▶ _Image-grounded pointing data_:
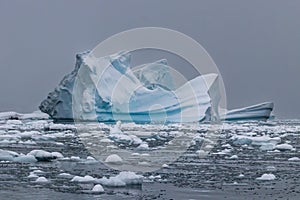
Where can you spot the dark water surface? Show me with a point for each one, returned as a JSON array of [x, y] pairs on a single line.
[[217, 176]]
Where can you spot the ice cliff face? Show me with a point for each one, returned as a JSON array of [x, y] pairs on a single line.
[[107, 89]]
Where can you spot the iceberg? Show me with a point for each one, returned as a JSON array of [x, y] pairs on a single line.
[[260, 111], [106, 89]]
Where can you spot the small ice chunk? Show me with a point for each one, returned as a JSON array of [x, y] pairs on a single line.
[[267, 177], [42, 155], [84, 179], [284, 147], [114, 159], [294, 159], [90, 158], [65, 175], [165, 166], [25, 159], [241, 176], [98, 188], [143, 146], [41, 180]]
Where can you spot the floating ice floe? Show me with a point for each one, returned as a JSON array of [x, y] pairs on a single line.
[[294, 159], [42, 155], [266, 142], [267, 177], [107, 89], [98, 188], [16, 116], [41, 180], [122, 179], [113, 159], [84, 179], [284, 147]]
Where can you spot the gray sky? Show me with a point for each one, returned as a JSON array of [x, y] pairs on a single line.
[[255, 44]]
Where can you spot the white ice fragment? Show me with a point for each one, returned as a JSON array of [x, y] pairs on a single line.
[[42, 155], [84, 179], [41, 180], [25, 159], [143, 146], [65, 175], [98, 188], [114, 159], [90, 158], [165, 166], [233, 157], [267, 177], [284, 147], [294, 159]]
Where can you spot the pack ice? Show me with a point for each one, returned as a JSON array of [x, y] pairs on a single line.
[[106, 89]]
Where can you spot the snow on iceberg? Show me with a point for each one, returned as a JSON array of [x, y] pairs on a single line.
[[107, 89]]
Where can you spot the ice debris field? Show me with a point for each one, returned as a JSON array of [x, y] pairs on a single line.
[[258, 159]]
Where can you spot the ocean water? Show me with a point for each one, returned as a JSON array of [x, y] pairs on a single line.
[[239, 156]]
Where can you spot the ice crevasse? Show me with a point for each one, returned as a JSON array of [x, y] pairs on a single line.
[[106, 89]]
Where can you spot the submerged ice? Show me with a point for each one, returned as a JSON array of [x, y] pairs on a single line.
[[107, 89]]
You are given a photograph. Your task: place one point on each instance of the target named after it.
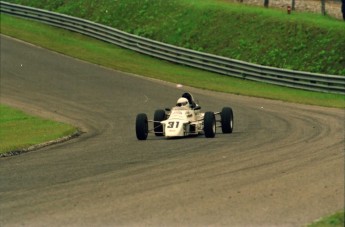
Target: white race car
(184, 119)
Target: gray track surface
(282, 166)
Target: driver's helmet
(182, 102)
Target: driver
(183, 102)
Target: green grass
(336, 220)
(300, 41)
(19, 130)
(107, 55)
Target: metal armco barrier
(209, 62)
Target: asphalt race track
(282, 166)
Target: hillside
(301, 41)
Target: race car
(184, 119)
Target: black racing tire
(158, 117)
(141, 126)
(227, 120)
(209, 125)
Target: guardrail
(209, 62)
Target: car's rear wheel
(141, 126)
(209, 125)
(157, 118)
(227, 120)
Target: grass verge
(19, 130)
(335, 220)
(266, 36)
(108, 55)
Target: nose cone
(174, 128)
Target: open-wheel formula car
(184, 119)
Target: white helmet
(182, 102)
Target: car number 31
(173, 124)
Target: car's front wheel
(157, 118)
(141, 126)
(209, 125)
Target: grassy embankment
(301, 41)
(113, 57)
(19, 130)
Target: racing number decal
(172, 123)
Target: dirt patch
(333, 8)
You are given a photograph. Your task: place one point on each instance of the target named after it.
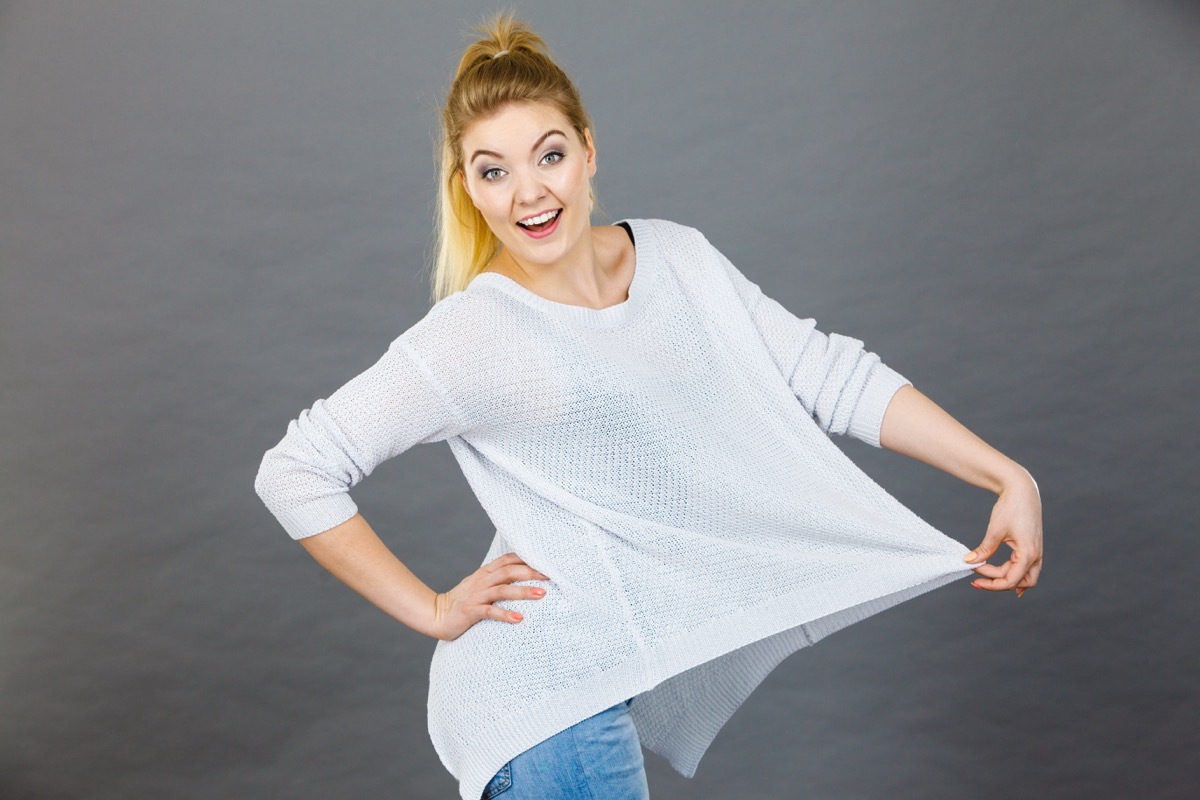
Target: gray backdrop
(215, 212)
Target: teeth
(540, 218)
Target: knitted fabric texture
(665, 461)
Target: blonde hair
(510, 64)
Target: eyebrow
(535, 145)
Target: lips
(543, 223)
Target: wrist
(1015, 479)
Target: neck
(576, 276)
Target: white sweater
(665, 461)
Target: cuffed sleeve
(328, 449)
(845, 388)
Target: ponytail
(509, 64)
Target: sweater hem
(777, 627)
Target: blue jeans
(599, 758)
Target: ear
(591, 150)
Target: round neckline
(607, 317)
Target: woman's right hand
(472, 600)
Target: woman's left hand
(1015, 521)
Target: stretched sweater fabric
(665, 461)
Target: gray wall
(214, 212)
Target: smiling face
(527, 170)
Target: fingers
(501, 576)
(1012, 575)
(991, 540)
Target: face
(527, 172)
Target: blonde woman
(649, 433)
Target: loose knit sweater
(665, 461)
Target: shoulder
(667, 230)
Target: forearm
(355, 554)
(916, 426)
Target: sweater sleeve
(845, 388)
(394, 404)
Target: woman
(651, 435)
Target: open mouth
(540, 223)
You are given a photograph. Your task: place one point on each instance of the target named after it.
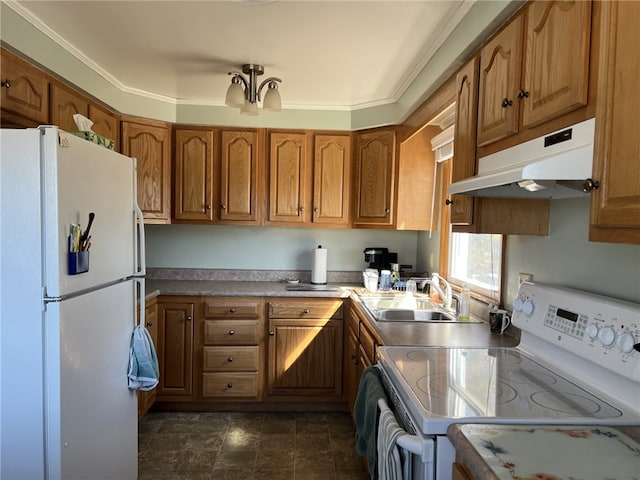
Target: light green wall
(483, 17)
(566, 257)
(268, 248)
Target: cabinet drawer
(231, 307)
(231, 332)
(230, 359)
(241, 384)
(306, 309)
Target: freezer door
(90, 414)
(81, 177)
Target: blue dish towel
(144, 372)
(370, 390)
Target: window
(476, 259)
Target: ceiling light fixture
(245, 93)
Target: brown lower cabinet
(305, 341)
(175, 348)
(231, 330)
(360, 352)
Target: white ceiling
(337, 55)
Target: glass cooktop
(442, 385)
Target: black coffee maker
(380, 258)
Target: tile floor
(248, 446)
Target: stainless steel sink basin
(402, 315)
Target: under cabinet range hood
(553, 166)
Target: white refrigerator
(66, 409)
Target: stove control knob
(607, 336)
(528, 307)
(592, 331)
(626, 342)
(517, 304)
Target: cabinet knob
(506, 102)
(590, 185)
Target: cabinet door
(193, 193)
(305, 358)
(331, 177)
(65, 103)
(24, 92)
(375, 154)
(288, 174)
(150, 144)
(556, 59)
(175, 349)
(615, 205)
(500, 67)
(464, 160)
(239, 173)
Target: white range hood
(553, 166)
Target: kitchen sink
(405, 315)
(403, 308)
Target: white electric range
(577, 363)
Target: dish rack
(401, 285)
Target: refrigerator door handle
(141, 262)
(139, 304)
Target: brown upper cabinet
(288, 177)
(331, 179)
(241, 181)
(150, 142)
(309, 175)
(193, 174)
(464, 161)
(374, 176)
(25, 93)
(66, 102)
(535, 69)
(615, 205)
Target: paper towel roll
(319, 266)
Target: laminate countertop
(389, 333)
(547, 452)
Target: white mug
(499, 320)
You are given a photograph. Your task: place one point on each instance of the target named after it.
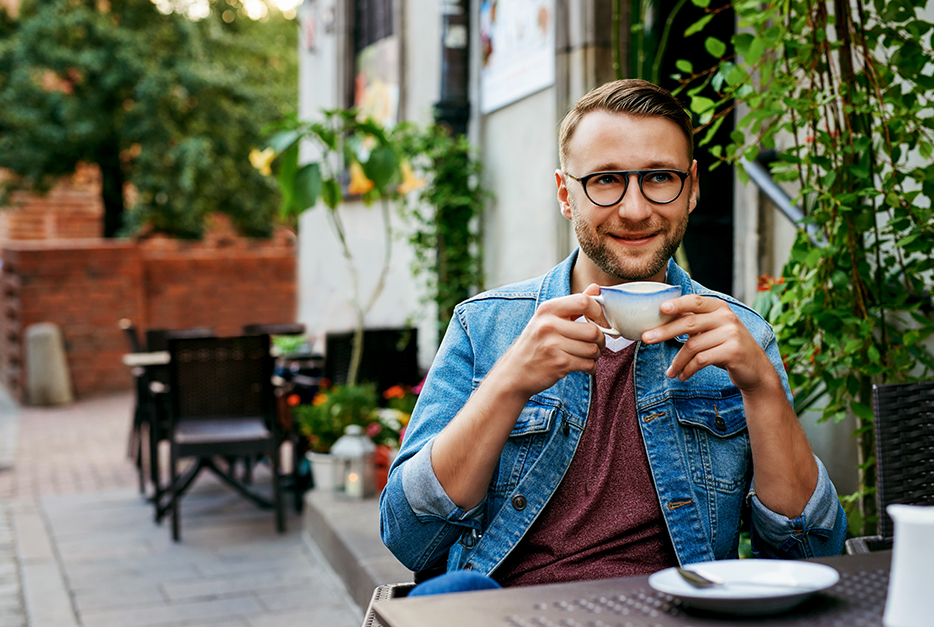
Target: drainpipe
(453, 109)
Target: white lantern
(354, 467)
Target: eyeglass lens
(661, 186)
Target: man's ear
(563, 195)
(695, 187)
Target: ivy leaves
(840, 92)
(345, 144)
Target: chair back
(221, 377)
(904, 447)
(132, 337)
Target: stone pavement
(78, 546)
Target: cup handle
(610, 332)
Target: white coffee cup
(634, 308)
(912, 575)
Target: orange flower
(262, 160)
(395, 391)
(359, 183)
(766, 282)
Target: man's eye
(607, 179)
(660, 177)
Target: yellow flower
(262, 159)
(409, 181)
(359, 183)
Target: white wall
(519, 148)
(324, 289)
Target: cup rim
(626, 287)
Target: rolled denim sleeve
(427, 497)
(418, 521)
(819, 531)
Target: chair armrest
(867, 544)
(385, 592)
(157, 358)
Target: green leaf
(736, 76)
(715, 47)
(288, 165)
(701, 104)
(331, 193)
(280, 142)
(381, 167)
(861, 411)
(698, 26)
(307, 187)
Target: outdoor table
(142, 360)
(857, 600)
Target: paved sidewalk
(76, 533)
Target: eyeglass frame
(626, 174)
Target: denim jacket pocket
(536, 417)
(716, 440)
(526, 443)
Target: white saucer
(745, 591)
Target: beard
(638, 266)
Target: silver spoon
(707, 580)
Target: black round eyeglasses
(606, 189)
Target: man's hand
(716, 337)
(784, 468)
(553, 345)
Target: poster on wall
(376, 85)
(517, 41)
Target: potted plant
(325, 419)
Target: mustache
(635, 227)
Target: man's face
(632, 240)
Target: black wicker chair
(904, 431)
(135, 445)
(222, 408)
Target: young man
(541, 451)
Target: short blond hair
(631, 96)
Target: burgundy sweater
(604, 520)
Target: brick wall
(71, 210)
(87, 286)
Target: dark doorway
(708, 243)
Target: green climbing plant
(843, 91)
(445, 217)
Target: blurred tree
(169, 104)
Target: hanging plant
(839, 90)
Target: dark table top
(857, 600)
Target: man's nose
(634, 207)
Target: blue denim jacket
(694, 432)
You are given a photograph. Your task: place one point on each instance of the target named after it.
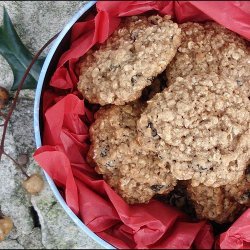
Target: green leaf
(17, 55)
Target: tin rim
(36, 123)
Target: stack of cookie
(147, 139)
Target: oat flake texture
(128, 61)
(135, 174)
(201, 126)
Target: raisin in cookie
(208, 48)
(127, 62)
(201, 126)
(136, 175)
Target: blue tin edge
(58, 196)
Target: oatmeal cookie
(135, 174)
(213, 204)
(208, 48)
(201, 126)
(128, 61)
(158, 85)
(222, 204)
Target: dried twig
(7, 116)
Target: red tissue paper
(66, 122)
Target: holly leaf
(17, 55)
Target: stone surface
(39, 221)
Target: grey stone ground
(35, 22)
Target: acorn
(34, 184)
(4, 97)
(6, 226)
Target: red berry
(4, 97)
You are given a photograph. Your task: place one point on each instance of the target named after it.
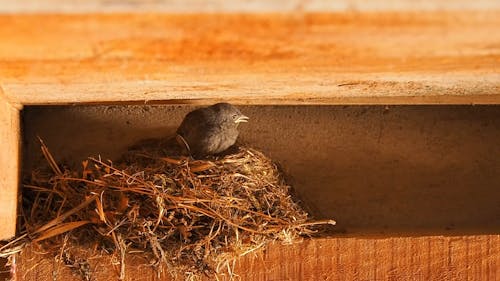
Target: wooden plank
(352, 58)
(9, 167)
(340, 258)
(240, 5)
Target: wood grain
(259, 6)
(353, 58)
(341, 258)
(9, 167)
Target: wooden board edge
(463, 257)
(10, 135)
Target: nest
(193, 218)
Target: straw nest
(193, 218)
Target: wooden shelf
(402, 258)
(354, 58)
(433, 57)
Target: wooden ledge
(400, 258)
(354, 58)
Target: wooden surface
(372, 58)
(397, 258)
(190, 6)
(9, 167)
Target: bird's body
(210, 130)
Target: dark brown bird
(210, 130)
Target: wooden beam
(9, 166)
(209, 6)
(353, 58)
(474, 257)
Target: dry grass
(193, 218)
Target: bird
(210, 130)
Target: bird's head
(230, 113)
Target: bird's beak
(241, 119)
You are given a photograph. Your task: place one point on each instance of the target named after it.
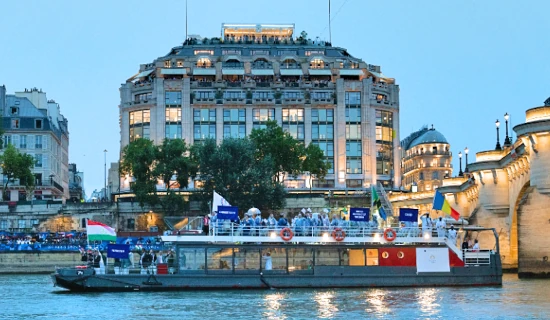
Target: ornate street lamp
(498, 147)
(507, 140)
(460, 173)
(466, 153)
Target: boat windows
(191, 259)
(327, 257)
(278, 260)
(247, 259)
(300, 259)
(219, 258)
(372, 257)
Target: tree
(233, 170)
(137, 161)
(16, 165)
(285, 151)
(172, 164)
(315, 163)
(148, 163)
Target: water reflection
(427, 300)
(376, 302)
(325, 307)
(272, 303)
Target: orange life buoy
(387, 235)
(338, 234)
(286, 234)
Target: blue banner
(227, 212)
(118, 251)
(408, 214)
(359, 214)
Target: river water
(34, 297)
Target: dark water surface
(34, 297)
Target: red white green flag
(98, 231)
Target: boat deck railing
(345, 234)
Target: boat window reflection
(191, 259)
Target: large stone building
(426, 160)
(225, 87)
(34, 125)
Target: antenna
(185, 20)
(329, 28)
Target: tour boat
(348, 257)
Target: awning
(262, 72)
(320, 72)
(379, 75)
(204, 71)
(351, 72)
(180, 71)
(291, 72)
(233, 72)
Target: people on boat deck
(452, 235)
(440, 226)
(475, 248)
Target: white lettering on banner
(432, 260)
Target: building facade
(34, 125)
(225, 87)
(426, 161)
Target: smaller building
(76, 184)
(34, 125)
(426, 160)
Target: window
(353, 131)
(38, 160)
(172, 97)
(353, 165)
(322, 131)
(191, 259)
(353, 149)
(204, 131)
(131, 224)
(327, 257)
(219, 258)
(38, 142)
(247, 259)
(23, 141)
(322, 115)
(140, 124)
(234, 115)
(204, 115)
(263, 115)
(353, 98)
(293, 115)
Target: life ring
(286, 234)
(387, 235)
(338, 234)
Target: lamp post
(460, 173)
(466, 153)
(507, 140)
(498, 147)
(105, 173)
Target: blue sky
(460, 64)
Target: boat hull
(321, 277)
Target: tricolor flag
(377, 204)
(218, 201)
(440, 203)
(98, 231)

▶ _WHAT YOU NEED TO DO_: Emit verbatim the lines running from the one with "Target: building facade" through the last line of the data, both endpoints inclusive.

▶ _ANSWER SECTION_:
Target: building facade
(34, 125)
(225, 87)
(426, 161)
Target: smaller building
(76, 184)
(34, 125)
(426, 160)
Target: window
(353, 131)
(38, 160)
(172, 97)
(353, 165)
(322, 131)
(191, 259)
(353, 149)
(204, 131)
(131, 224)
(327, 257)
(219, 258)
(38, 142)
(247, 259)
(23, 141)
(322, 115)
(140, 124)
(234, 115)
(204, 115)
(263, 115)
(353, 98)
(293, 115)
Target: life ring
(286, 234)
(387, 235)
(338, 234)
Target: lamp post
(460, 173)
(466, 153)
(507, 140)
(498, 147)
(105, 173)
Target: blue sky
(460, 64)
Target: boat hull
(321, 277)
Target: tricolor flag
(377, 204)
(218, 201)
(440, 203)
(98, 231)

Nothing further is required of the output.